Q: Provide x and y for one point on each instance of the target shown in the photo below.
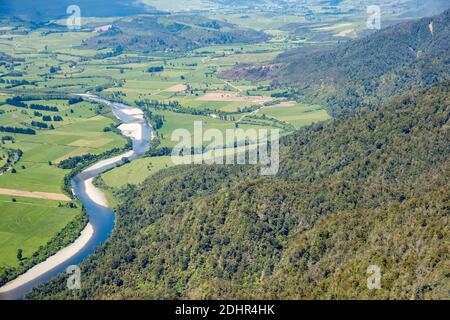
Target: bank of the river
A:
(101, 218)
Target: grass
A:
(299, 115)
(28, 224)
(136, 172)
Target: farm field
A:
(54, 62)
(28, 224)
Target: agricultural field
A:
(27, 224)
(50, 62)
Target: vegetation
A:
(343, 200)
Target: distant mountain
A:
(368, 70)
(54, 9)
(371, 189)
(171, 32)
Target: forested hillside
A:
(149, 33)
(368, 70)
(370, 189)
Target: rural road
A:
(101, 218)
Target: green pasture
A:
(28, 224)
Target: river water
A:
(100, 217)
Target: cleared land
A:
(28, 224)
(36, 195)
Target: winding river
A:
(101, 218)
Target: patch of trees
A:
(175, 106)
(342, 200)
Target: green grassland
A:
(80, 132)
(55, 63)
(299, 115)
(28, 224)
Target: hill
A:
(54, 9)
(370, 189)
(171, 32)
(365, 71)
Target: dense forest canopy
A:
(369, 189)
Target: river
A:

What the exercise asks:
Would you return the records exactly as written, minus any image?

Solution for this exercise:
Q: Provide x and y for one point on each instance of the target shown in the photo below.
Target: bank of the river
A:
(101, 218)
Target: grass
A:
(299, 115)
(28, 224)
(136, 172)
Target: farm field
A:
(54, 62)
(28, 224)
Target: agricultural field
A:
(27, 224)
(50, 62)
Target: vegetation
A:
(343, 200)
Target: distant mountain
A:
(368, 70)
(54, 9)
(371, 189)
(171, 32)
Target: forested hillside
A:
(149, 33)
(368, 70)
(370, 189)
Target: rural road
A:
(101, 218)
Target: green pasture
A:
(28, 224)
Target: river water
A:
(100, 217)
Target: cleared land
A:
(28, 224)
(36, 195)
Target: winding river
A:
(101, 218)
Target: patch of trees
A:
(175, 106)
(342, 200)
Target: green grassland
A:
(80, 132)
(55, 63)
(299, 115)
(28, 224)
Target: hill
A:
(54, 9)
(370, 189)
(171, 32)
(365, 71)
Target: dense forest canopy
A:
(369, 189)
Target: river
A:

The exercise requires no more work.